◆ Supplied data ◆

####

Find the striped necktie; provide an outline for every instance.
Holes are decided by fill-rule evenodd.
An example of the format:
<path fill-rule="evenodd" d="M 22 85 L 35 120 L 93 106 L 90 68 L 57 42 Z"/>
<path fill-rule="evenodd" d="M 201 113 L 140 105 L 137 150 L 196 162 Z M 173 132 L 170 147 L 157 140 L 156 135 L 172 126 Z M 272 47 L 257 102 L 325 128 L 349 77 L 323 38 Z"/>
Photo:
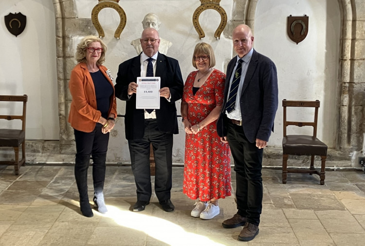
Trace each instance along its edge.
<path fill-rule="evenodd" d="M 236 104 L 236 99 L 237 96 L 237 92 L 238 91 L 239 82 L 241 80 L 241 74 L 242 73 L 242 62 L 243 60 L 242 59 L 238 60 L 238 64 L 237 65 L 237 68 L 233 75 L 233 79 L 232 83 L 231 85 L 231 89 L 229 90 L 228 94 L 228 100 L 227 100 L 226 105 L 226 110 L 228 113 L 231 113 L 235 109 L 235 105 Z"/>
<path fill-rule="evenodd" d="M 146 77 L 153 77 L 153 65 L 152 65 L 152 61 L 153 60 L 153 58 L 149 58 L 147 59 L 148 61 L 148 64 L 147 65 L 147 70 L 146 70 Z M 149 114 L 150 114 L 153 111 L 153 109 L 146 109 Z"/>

####

◆ The problem ◆
Copy the material above word for word, omitting the picture.

◆ Response to this task ◆
Find the striped necktie; provide an outline for every instance.
Holes are decided by fill-rule evenodd.
An example of the format:
<path fill-rule="evenodd" d="M 22 85 L 35 120 L 93 106 L 90 68 L 57 42 Z"/>
<path fill-rule="evenodd" d="M 201 113 L 140 105 L 137 150 L 196 162 Z M 173 132 L 170 147 L 157 140 L 156 135 L 172 126 Z M 272 47 L 257 102 L 325 128 L 349 77 L 323 38 Z"/>
Photo:
Trace each instance along its edge.
<path fill-rule="evenodd" d="M 236 104 L 236 99 L 237 96 L 237 92 L 238 91 L 239 82 L 241 80 L 241 74 L 242 73 L 242 62 L 243 60 L 242 59 L 238 60 L 238 64 L 237 65 L 237 68 L 233 75 L 233 79 L 232 83 L 231 85 L 231 89 L 229 90 L 228 94 L 228 100 L 227 100 L 226 105 L 226 110 L 228 113 L 231 113 L 235 109 L 235 105 Z"/>
<path fill-rule="evenodd" d="M 146 77 L 153 77 L 153 65 L 152 65 L 152 61 L 153 60 L 153 58 L 149 58 L 147 59 L 148 61 L 148 64 L 147 65 L 147 70 L 146 70 Z M 149 114 L 150 114 L 153 111 L 153 109 L 146 109 Z"/>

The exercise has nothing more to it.